BEGIN

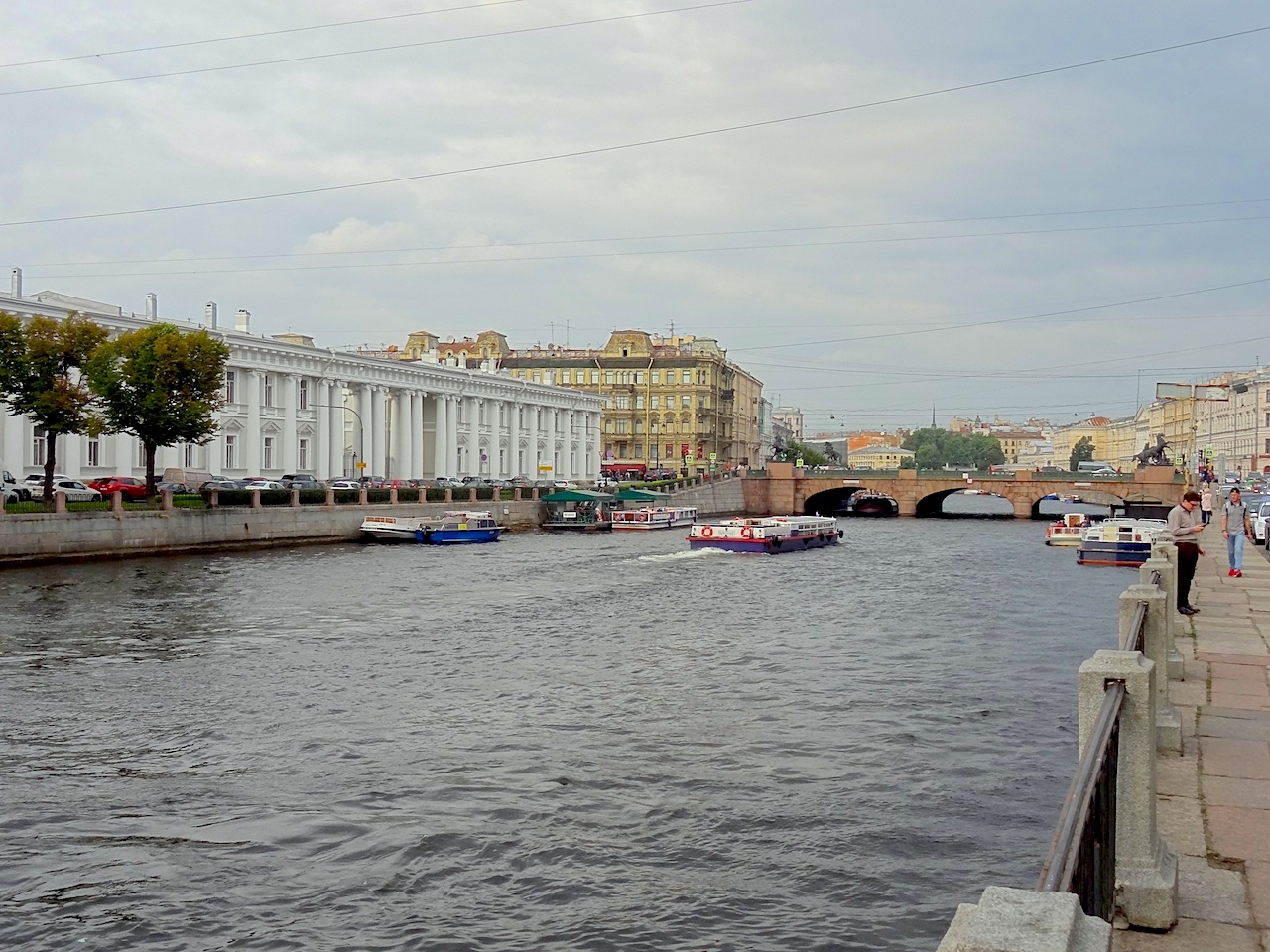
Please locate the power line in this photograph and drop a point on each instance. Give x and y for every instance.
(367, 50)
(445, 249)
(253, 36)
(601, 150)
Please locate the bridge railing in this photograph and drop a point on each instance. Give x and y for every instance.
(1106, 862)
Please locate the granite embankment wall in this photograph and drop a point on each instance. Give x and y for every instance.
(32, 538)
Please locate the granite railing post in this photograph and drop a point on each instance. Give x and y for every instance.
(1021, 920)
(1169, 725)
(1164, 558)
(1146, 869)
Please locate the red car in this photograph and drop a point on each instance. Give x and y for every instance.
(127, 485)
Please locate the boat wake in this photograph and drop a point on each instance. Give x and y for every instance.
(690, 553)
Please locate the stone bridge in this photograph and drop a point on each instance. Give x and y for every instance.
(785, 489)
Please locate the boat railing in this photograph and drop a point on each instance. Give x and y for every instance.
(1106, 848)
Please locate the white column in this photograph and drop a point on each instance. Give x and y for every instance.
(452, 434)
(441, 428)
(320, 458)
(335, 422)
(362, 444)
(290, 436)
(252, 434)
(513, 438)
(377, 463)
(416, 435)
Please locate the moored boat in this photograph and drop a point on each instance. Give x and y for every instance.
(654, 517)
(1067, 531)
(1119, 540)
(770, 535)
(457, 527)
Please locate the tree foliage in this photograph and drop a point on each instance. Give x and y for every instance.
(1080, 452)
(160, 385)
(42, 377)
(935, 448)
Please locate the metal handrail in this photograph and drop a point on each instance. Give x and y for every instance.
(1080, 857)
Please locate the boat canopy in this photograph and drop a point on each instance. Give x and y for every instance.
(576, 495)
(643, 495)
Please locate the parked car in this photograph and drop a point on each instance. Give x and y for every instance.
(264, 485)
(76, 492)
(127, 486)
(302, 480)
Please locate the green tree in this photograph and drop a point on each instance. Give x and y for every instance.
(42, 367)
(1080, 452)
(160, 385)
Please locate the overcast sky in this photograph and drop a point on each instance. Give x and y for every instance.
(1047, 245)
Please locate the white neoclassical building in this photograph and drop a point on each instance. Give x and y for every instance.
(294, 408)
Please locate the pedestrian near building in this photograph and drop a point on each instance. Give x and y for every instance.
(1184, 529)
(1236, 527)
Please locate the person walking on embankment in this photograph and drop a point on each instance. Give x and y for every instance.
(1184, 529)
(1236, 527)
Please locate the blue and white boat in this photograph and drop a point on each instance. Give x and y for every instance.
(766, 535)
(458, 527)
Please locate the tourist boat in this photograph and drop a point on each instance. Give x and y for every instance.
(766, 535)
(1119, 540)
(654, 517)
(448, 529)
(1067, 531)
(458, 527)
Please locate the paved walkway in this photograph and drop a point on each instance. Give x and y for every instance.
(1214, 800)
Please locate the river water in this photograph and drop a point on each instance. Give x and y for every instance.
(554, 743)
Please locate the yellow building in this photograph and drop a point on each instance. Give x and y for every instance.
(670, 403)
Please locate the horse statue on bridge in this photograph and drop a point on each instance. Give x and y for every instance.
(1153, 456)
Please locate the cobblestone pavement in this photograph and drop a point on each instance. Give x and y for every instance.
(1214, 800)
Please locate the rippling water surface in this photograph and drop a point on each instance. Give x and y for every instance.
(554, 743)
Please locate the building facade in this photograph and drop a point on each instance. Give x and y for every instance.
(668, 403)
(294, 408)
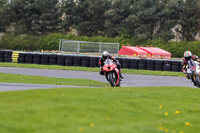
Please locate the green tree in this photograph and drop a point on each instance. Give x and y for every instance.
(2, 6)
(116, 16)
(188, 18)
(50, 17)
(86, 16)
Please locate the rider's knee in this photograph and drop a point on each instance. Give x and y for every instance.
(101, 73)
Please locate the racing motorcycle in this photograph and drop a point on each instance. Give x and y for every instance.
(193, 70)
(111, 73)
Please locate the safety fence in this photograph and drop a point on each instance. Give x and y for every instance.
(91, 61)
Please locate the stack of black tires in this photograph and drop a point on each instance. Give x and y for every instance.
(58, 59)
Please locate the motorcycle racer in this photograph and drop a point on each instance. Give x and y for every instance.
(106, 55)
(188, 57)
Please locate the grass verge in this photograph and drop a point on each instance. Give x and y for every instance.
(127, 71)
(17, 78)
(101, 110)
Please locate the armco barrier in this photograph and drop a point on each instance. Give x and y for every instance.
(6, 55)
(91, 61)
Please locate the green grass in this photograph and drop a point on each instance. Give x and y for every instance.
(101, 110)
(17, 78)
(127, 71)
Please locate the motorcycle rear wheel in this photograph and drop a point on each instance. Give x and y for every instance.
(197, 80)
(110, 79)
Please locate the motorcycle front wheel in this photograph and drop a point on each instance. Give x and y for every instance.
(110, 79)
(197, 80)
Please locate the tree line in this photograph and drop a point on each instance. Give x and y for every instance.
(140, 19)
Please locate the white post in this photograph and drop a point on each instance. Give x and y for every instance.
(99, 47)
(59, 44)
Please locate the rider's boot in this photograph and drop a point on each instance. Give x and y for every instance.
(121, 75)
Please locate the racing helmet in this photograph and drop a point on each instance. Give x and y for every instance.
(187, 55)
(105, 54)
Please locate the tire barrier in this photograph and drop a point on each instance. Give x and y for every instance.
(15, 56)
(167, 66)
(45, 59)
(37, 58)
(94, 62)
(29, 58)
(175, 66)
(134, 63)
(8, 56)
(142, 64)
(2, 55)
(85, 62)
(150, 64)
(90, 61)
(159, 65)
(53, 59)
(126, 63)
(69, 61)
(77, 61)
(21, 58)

END

What is needed:
Retype each entry exactly. No pictures.

Answer to this task:
Please locate the power line in this photograph and drop a point on each instance. Give x and y for every instance.
(367, 50)
(445, 249)
(253, 36)
(601, 150)
Please locate the bridge railing in this photograph and drop a point on each instance. Give x and y for every instance.
(1106, 862)
Please locate the granite embankment wall in this photograph and drop a point on each instance. Give x and y for every instance.
(32, 538)
Please locate the granite railing post in this photograph and drop a point on each instance. Give x and y for every instance.
(1021, 920)
(1169, 725)
(1164, 558)
(1146, 869)
Please locate the red car in this photograph and drop a point on each instance. Give x and y for every instance.
(127, 485)
Please locate the boat wake in this photograph and drop a point on each instance. Give x and y for every instance.
(690, 553)
Please locate the stone bridge in this photograph and drop a point on each instance. Give x and y for every instance.
(785, 489)
Please locate the boat railing in this photograph and drop a point on each instance. Give x and y for every instance.
(1106, 848)
Please locate the white column in this photograph and drop a point on each instance. Give x and y for every instance.
(452, 434)
(441, 428)
(320, 458)
(335, 422)
(362, 444)
(290, 436)
(252, 434)
(513, 438)
(377, 463)
(416, 435)
Please locate the moored boat in this photograph and drop a point on each instance. Give x and y for every instance.
(654, 517)
(1067, 531)
(1119, 540)
(770, 535)
(457, 527)
Please locate the tree foliage in this photograph and drop a point on each instance. Give x and y for every instance.
(1080, 452)
(160, 385)
(42, 377)
(935, 448)
Please locate the metal handrail in this photograph and drop a point on each instance. Give x and y for every instance.
(1080, 857)
Please locate the boat canopy in this photograph and drop a point on each instance. Give x and y for every instance.
(576, 495)
(643, 495)
Please locate the parked car in this photograph and drop a point on each instance. Give x and y for every instance.
(264, 485)
(76, 492)
(127, 486)
(302, 480)
Please locate the green tree in this photograph and drop a point on each instance. Give x and y for every instance.
(42, 367)
(1080, 452)
(160, 385)
Please locate the overcast sky in this photograph and drop a point on each instance. Give x and y for every instance.
(1047, 245)
Please locate the white neoclassical building in this photograph and drop a point on each instance. Give x and y for every instance.
(294, 408)
Please locate the pedestrian near building in this photograph and drop a point on each instance. Give x and y for every instance.
(1184, 529)
(1236, 527)
Please locate the person walking on embankment in this photograph and drop a point on each instance. Give x and y for every instance.
(1184, 529)
(1236, 527)
Please locate the blue and white boat in this photograph and drop a point on each instance. Give x and y for every instance.
(766, 535)
(458, 527)
Please locate the tourist boat in this photograph and drop a point on each instance. Give x and y for every instance.
(766, 535)
(1119, 540)
(654, 517)
(448, 529)
(1067, 531)
(458, 527)
Please locate the paved walkway in this photograph and drop a point on each instance. Give x and y for every instance.
(1214, 800)
Please locate the river water in this photograph and drop a point on each instance. Give x and y for every instance.
(554, 743)
Please locate the yellow building in this photograph and drop a point on each instance. Give x and y for every instance.
(670, 403)
Please locate the horse statue on bridge in this photograph and drop a point on each instance. Give x and y for every instance.
(1153, 456)
Please locate the cobblestone pavement in this photograph and drop a point on each instance. Give x and y for every instance.
(1214, 800)
Please locate the rippling water surface in this photograph and drop a point on each instance. Give x and y for every instance.
(554, 743)
Please locate the building facade in this photograph and drop a point on each instance. Give x and y for every instance.
(668, 403)
(294, 408)
Please locate the green tree in this photograph and drop a point on each instance. Give x and y for every instance.
(2, 6)
(116, 16)
(188, 18)
(50, 17)
(86, 16)
Please locate the rider's knee in this photograph and drop a point on each instance. Give x and y for every instance.
(101, 73)
Please locate the racing motorcycle in this photograph and drop a point on each instance. Give x and y for every instance.
(193, 70)
(111, 73)
Please locate the safety fence in this photograph and drop a point on each instance. Give x and y for every instance.
(91, 61)
Please locate the stack of black tires in this photograph and drop a point on each instance. Give x and y for every instance.
(58, 59)
Please locate the motorcycle racer in this photograph and drop a point on each instance. Give x and y for every instance.
(106, 55)
(188, 57)
Please locate the grass verge in this photograph and drop a point on each instance. Give x and y for every instance.
(127, 71)
(17, 78)
(101, 110)
Please locate the armco barrier in this photograph and drop a point on each instance. Give x and y for every instance.
(6, 55)
(91, 61)
Please locate the green grass in this photograph and drop a point on each instance. Give x and y for every instance.
(101, 110)
(17, 78)
(127, 71)
Please locate the motorcycle rear wheel in this photograph and drop a point on each instance. Give x and y for every instance.
(197, 80)
(110, 79)
Please locate the motorcycle front wheel in this photograph and drop a point on each instance. Give x and y for every instance.
(110, 79)
(197, 80)
Please locate the tree line in this photograph and drop a point on each instance. Give x and y for every instance.
(140, 19)
Please locate the white post in this photograph and drop a point on each instance. Give x and y for every instance.
(99, 47)
(59, 44)
Please locate the rider's boot in this photograph and drop a point on each instance. Give x and y for every instance.
(121, 75)
Please locate the racing helmet in this photograph and drop a point on each instance. Give x and y for every instance.
(187, 55)
(105, 54)
Please locate the tire barrier in this photograph and drop a point on each instance. Give x and y for every instance.
(15, 56)
(167, 66)
(45, 59)
(37, 58)
(94, 62)
(29, 58)
(175, 66)
(134, 63)
(8, 56)
(142, 64)
(2, 55)
(85, 62)
(150, 64)
(90, 61)
(159, 65)
(53, 59)
(126, 63)
(69, 61)
(77, 61)
(21, 58)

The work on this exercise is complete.